Gaming analysts consulted by Macau News Agency uncertain if the proposed acquisition of a 20 per cent stake in MGM China by a Chinese online or tourism group would be viable or even allowed by mainland authorities.
Last week Snow Lake Capital Limited, an Asian investment management firm published a letter it reportedly sent to the MGM Resorts International Board of Directors urging them to sell 20 per cent of local gaming concessionaire MGM China to a Chinese company as a strategic investor.
The investment group based in Hong Kong and Beijing holds approximately 7.5 per cent of the outstanding shares making it the largest public shareholder of MGM China.
“Would it be possible? It depends whether the sale can receive the approval from Nevada and Macau. I believe in Nevada, if the sale results in more than 10 per cent of the capital of MGM International, it would seek approval from the regulatory body,” the Director of Macao Polytechnic Institute, Centre for Gaming & Tourism Studies, Wang Chanbin, told MNA.

• [PROBLEMS AND TASKS]:
(1) List each distinct percentage figure mentioned in the article on the proposed MGM China stake sale.
(2) Repeat the passage of the article on the proposed MGM China stake sale starting with "The investment group" and going on through "Chanbin, told MNA.".
(3) Finish out the next part of the article on the proposed MGM China stake sale, picking up after its last sentence.

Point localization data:
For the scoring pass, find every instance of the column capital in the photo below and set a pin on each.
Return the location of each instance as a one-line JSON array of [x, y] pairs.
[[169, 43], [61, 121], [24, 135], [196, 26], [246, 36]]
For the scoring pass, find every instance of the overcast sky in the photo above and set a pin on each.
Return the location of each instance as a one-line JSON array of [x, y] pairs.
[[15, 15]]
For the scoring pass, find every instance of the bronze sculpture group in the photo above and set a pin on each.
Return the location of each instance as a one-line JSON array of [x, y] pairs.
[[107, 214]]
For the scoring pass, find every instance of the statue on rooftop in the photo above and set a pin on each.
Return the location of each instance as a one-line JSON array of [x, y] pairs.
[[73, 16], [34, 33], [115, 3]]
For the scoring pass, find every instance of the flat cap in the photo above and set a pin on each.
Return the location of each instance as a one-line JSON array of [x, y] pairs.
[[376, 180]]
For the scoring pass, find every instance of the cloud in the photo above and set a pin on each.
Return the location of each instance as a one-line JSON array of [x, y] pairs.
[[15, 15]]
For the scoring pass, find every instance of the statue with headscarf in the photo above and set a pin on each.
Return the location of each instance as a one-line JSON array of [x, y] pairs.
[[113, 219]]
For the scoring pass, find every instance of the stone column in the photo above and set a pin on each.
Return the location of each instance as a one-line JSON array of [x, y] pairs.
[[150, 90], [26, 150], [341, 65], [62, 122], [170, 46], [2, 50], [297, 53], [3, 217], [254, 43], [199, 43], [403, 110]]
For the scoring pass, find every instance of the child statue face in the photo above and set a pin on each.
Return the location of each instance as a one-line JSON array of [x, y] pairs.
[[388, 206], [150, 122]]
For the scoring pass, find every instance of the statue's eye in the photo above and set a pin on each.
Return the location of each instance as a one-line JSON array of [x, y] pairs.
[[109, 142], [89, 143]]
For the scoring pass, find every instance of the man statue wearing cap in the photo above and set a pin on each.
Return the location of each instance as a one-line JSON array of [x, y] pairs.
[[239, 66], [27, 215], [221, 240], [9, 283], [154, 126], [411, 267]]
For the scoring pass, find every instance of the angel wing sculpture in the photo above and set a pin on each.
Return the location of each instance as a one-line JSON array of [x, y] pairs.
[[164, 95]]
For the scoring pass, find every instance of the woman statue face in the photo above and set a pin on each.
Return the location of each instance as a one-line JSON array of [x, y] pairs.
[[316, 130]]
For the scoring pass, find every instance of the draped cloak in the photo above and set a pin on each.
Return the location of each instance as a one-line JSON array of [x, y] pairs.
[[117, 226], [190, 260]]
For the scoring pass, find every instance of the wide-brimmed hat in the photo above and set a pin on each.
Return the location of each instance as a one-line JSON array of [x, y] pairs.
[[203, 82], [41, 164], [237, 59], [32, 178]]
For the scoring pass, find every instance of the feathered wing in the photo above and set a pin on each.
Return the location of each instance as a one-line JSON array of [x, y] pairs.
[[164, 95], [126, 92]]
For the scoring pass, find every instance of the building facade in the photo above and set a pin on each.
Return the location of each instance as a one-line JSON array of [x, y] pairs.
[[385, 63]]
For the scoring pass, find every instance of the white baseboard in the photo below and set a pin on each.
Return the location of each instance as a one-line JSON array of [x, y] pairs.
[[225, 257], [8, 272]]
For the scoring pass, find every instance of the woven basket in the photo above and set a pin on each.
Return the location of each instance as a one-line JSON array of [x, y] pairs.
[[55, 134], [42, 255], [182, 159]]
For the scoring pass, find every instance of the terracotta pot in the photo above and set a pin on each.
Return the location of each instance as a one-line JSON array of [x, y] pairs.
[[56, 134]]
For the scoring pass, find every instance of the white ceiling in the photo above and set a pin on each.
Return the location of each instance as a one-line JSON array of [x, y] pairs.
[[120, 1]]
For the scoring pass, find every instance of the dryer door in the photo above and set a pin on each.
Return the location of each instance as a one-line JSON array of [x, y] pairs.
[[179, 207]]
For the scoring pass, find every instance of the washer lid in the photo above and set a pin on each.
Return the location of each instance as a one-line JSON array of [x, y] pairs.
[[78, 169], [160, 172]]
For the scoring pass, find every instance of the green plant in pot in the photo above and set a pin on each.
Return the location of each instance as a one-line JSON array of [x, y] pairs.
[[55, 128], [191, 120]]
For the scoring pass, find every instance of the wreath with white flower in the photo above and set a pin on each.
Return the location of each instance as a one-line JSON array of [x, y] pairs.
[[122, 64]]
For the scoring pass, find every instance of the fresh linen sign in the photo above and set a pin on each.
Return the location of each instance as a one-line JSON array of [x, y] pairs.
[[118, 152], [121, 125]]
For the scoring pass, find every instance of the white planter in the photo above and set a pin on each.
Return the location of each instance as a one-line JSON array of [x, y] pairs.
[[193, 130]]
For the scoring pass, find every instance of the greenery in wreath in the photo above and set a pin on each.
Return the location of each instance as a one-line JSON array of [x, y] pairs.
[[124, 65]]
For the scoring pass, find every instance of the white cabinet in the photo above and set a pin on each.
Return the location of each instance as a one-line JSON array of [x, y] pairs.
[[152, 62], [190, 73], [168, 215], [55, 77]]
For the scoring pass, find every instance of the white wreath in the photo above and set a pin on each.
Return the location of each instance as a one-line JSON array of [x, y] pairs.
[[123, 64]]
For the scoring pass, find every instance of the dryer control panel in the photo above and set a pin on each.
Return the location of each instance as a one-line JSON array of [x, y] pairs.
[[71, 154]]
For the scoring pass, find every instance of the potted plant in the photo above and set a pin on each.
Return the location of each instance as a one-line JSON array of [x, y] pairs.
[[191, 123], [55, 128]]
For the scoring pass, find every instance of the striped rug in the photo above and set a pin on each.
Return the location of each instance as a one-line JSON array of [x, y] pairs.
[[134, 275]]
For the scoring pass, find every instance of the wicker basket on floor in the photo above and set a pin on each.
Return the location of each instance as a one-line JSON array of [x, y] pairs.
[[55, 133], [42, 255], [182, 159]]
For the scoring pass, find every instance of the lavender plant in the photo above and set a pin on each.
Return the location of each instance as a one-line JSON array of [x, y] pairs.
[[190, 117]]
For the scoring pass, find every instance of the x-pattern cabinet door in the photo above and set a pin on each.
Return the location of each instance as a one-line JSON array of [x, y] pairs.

• [RESPONSES PER TASK]:
(1) 20 per cent, 7.5 per cent, 10 per cent

(2)
The investment group based in Hong Kong and Beijing holds approximately 7.5 per cent of the outstanding shares making it the largest public shareholder of MGM China.
“Would it be possible? It depends whether the sale can receive the approval from Nevada and Macau. I believe in Nevada, if the sale results in more than 10 per cent of the capital of MGM International, it would seek approval from the regulatory body,” the Director of Macao Polytechnic Institute, Centre for Gaming & Tourism Studies, Wang Chanbin, told MNA.

(3)
“If such a sale resulted in more than 5 per cent of the capital of MGM Macau holding by the new investor, it would seek the approval by the Gaming Inspection and Co-ordination Bureau (DICJ). If the sale does not reach the level above, it can go ahead by themselves.”
MNA inquired the DICJ if any request for authorisation for such as sale had been submitted, with no reply issued when this article was published.
Snow Lake also argued in its open letter that investment by a Chinese online consumer or travel & leisure company such as Meituan and Trip.com could assist MGM China in diversifying to non-gaming.
The group argued that Introducing one of China’s top consumer internet platforms as a significant strategic shareholder for MGM China would create a win-win transaction, as it distinguishes MGM China by bringing non-gaming capabilities and resources to Macau at the industry’s post-COVID-19 low.
Snow lake also considers that a strategic investor could provide both the company and Co-Chairman, Pansy Ho, the technology and resources required to achieve the long-term vision of Macau’s economic diversification and Greater Bay Area integration
On the other hand, these companies would allegedly benefit from the strategic investment, with Macau said to be well-positioned to possibly surpass Hong Kong and become the top destination for China’s outbound tourism, given the neighbouring SARs recent struggles with protests and the pandemic.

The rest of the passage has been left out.